Copy every one of the entries below character for character, changing nothing.

════════════════

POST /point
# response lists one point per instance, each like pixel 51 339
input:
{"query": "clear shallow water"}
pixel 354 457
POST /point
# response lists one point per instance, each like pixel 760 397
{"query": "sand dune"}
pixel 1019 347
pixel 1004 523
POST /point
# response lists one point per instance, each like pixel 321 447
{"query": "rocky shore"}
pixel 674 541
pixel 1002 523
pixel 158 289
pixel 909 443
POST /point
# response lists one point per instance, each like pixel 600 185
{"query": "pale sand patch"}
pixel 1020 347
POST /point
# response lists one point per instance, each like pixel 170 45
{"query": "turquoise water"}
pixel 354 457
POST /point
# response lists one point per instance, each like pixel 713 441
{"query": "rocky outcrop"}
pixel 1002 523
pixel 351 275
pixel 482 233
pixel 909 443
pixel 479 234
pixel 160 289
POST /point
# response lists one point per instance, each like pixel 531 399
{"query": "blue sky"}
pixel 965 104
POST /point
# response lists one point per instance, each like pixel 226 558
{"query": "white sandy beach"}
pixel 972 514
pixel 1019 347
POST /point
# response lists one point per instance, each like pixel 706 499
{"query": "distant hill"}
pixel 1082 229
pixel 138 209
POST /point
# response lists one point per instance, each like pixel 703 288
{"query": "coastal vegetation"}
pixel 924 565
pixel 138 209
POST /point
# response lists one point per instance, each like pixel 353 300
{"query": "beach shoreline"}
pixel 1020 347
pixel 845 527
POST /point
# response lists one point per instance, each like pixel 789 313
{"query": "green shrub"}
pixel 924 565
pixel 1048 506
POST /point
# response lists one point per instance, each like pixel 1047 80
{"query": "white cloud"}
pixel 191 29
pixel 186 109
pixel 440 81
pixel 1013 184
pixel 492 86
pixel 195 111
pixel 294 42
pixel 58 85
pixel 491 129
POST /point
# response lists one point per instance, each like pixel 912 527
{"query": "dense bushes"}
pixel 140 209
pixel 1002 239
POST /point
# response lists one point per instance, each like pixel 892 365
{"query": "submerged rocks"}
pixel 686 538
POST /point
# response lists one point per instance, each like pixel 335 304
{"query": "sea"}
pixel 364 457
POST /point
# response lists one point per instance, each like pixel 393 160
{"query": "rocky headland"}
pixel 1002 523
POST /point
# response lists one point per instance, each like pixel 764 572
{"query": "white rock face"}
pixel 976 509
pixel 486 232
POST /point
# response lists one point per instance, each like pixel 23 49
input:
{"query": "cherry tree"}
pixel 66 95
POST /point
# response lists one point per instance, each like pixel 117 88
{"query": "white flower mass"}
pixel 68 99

════════════════

§ **FULL SOLUTION**
POST /point
# response lists one point per instance, each like pixel 51 339
input:
{"query": "clear shallow water"}
pixel 354 457
POST /point
# response lists one point per instance, each like pixel 760 397
{"query": "sand dune"}
pixel 1019 347
pixel 1004 523
POST /point
# response lists one point per instance, each like pixel 321 447
{"query": "rocky shore"}
pixel 674 541
pixel 1002 523
pixel 158 289
pixel 909 443
POST /point
# response lists one point per instance, each like pixel 600 185
{"query": "pale sand patch"}
pixel 1020 347
POST /point
# response lists one point per instance, each like pixel 170 45
{"query": "turquoise water"}
pixel 354 457
POST /point
# response lists one point per instance, each like pixel 713 441
{"query": "rocky outcrop"}
pixel 1002 523
pixel 351 275
pixel 482 233
pixel 909 443
pixel 479 234
pixel 160 289
POST /point
# response lists one point per instance, each like pixel 531 399
{"query": "blue sky"}
pixel 965 104
POST /point
# response lists one point per instance, each like pixel 226 558
{"query": "white sandy beach"}
pixel 972 514
pixel 1019 347
POST /point
# response lists one point per instance, each like pixel 706 499
{"query": "distant hill"}
pixel 1082 229
pixel 138 209
POST /point
# response lists one point per instance, each like pixel 703 288
{"query": "coastal vegetation"}
pixel 924 565
pixel 138 209
POST /point
# response lists one point per instance, each like pixel 353 300
{"query": "beach shoreline"}
pixel 1020 347
pixel 845 527
POST /point
# response lists one point per instance, each like pixel 789 313
{"query": "green shrub"}
pixel 924 565
pixel 1048 506
POST /point
# response lists one point per instance, each like pixel 1047 80
{"query": "white cloud"}
pixel 191 29
pixel 186 109
pixel 440 81
pixel 1013 184
pixel 492 86
pixel 195 111
pixel 294 42
pixel 58 85
pixel 491 129
POST /point
# response lists one point per instance, each like pixel 912 527
{"query": "dense bushes"}
pixel 140 209
pixel 1002 239
POST /point
# response lists one point per instance, each like pixel 892 365
{"query": "submerged rocks"}
pixel 686 538
POST /point
# response lists one point per instance, each like pixel 335 304
{"query": "sea"}
pixel 364 457
POST /point
# response lists one point per instance, each like pixel 393 160
{"query": "rocky headland"}
pixel 1002 523
POST /point
# response lists one point per instance, each like pixel 764 572
{"query": "white rock face"}
pixel 976 509
pixel 486 232
POST /point
# response lists one point per instance, each like pixel 23 49
input:
{"query": "cherry tree"}
pixel 66 95
POST /point
# response lists one point per instance, each like pixel 117 88
{"query": "white flower mass"}
pixel 68 99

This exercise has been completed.